● **TEXT SEGMENT**
^^^^^^^^^^^^^^^^

Florida district leader pleads for storm recovery funds
Bay County Superintendent Bill Husfelt said partisan politics are blocking the Panhandle school system — devastated by Hurricane Michael in October — from getting the help it needs.
UPDATE: April 13, 2019: Officials are responding to Bay District Schools Superintendent Bill Husfelt’s emotional request for hurricane recovery funds, but they aren’t the high-level lawmakers that the district leader said have the power to get funds to the hurricane-ravaged region.
“Hearing Superintendent Husfelt’s pleas yesterday were heartbreaking and his pleas are ones that ripple throughout the entire area," Jimmy Patrons, Florida’s chief financial officer said in a statement. "It’s infuriating that Congress went on a two-week vacation while communities are still trying to rebuild and more people could lose their jobs. Congress needs to pass desperately needed funding immediately.”
On Thursday, Husfelt pleaded with Florida Gov. Ron DeSantis, state lawmakers and leaders in Congress for financial relief to help the Panhandle district recover from Hurricane Michael.
Joined by school board members, county commissioners, a charter school leader and the president of the local teachers’ association, Husfelt said state legislators and members of Congress have let partisan politics get in the way of providing funds, and that without an additional $24.8 million for the 2019-20 school year, the district will likely have to lay off more than 500 employees.
“Today’s issues we face in isolation. It almost seems like somehow we caused the storm ourselves,” Husfelt said, adding that while the region received some help immediately after the storm, the community now feels forgotten. “Recovery assistance used to be apolitical. Unfortunately, there’s no appetite in Tallahassee or [Washington] to do anything more to help us.”

^^^^^^^^^^^^^^^^

● **USING THE INFORMATION**
1 > According to the article on Bay County's storm recovery funding, how many employees will the district likely have to lay off without an additional $24.8 million for the 2019-20 school year?
2 > Extend the article on Bay County's storm recovery funding, starting after its last sentence.
The lines after the article on Bay County's storm recovery funding play no part here.

● **DATA SHOWN**
^^^^^^^^^^^^^^^^

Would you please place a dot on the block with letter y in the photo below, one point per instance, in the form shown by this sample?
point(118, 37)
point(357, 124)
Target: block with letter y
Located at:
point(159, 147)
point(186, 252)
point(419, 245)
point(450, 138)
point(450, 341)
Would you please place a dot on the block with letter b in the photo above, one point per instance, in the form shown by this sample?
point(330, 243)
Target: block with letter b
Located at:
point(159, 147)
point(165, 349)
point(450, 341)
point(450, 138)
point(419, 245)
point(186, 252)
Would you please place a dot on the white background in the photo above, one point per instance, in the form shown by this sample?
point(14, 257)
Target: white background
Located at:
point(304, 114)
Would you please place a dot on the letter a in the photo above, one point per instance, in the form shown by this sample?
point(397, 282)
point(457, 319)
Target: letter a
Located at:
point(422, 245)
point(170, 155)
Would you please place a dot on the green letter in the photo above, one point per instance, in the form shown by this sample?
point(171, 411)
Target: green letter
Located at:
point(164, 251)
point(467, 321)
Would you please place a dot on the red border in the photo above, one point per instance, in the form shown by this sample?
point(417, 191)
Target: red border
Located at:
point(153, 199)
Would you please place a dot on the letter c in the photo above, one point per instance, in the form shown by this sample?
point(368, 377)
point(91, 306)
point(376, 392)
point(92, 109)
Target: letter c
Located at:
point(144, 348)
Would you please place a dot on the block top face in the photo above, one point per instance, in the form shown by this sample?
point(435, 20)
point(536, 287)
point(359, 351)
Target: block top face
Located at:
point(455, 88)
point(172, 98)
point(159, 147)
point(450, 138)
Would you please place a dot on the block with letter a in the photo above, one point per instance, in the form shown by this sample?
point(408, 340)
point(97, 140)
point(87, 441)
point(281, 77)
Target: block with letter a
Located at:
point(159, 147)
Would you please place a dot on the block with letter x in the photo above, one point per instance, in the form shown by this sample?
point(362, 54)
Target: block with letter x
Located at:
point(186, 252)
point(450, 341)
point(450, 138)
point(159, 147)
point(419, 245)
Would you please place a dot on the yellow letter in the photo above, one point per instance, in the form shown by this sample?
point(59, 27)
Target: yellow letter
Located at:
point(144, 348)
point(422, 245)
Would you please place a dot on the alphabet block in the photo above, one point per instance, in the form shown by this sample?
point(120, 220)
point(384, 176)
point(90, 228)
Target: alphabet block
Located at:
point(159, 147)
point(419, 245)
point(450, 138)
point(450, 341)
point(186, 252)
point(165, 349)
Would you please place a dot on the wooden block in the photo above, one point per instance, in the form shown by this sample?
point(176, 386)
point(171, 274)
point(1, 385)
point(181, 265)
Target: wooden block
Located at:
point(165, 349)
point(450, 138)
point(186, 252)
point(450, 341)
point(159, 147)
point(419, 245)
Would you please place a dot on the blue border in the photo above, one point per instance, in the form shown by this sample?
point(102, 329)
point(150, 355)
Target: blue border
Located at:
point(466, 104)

^^^^^^^^^^^^^^^^

● **ANSWER SECTION**
1 > More than 500 employees.

2 >
The governor’s office did not respond to requests for comment before deadline.
The funds, added school board Chairman Steve Moss, are not to rebuild or repair schools, but instead for operations, salaries, utilities and “gas in our buses.” The $24.8 million would be in addition to a bill pending in the state Senate that would keep the district — and those in eight other counties — from losing state funds, because students have not returned to school since the early October storm.
The district, Husfelt said, has a budget shortfall of $37 million and still has $250 million worth of repairs to schools “with no loan program” coming from the state or federal level. The district has issued a hiring freeze and stopped purchase orders to try to save money, he said.
On the same day as Husfelt’s press conference, U.S. Senate Republicans — Marco Rubio and Rick Scott from Florida, and Johnny Isakson and David Perdue from Georgia — criticized Senate Democrats in Congress for not advancing a disaster relief package that would have included $162 million for operations in schools and higher education institutions in multiple disaster-affected areas as well as for schools receiving students displaced by storms. Democrats argue the legislation doesn’t do enough to provide relief to Puerto Rico, hit by both Hurricanes Maria and Irma in 2017.
A Category 4 hurricane, the storm caused damage to every school in the district, including charter schools. Principals and other district officials interviewed last month reported high stress levels among students and families, as well as frequent mobility among families still in temporary living situations.
Husfelt and the other county leaders were bold in their accusations that the district’s somewhat rural location has contributed to the lack of action on the part of the state legislature and Congress.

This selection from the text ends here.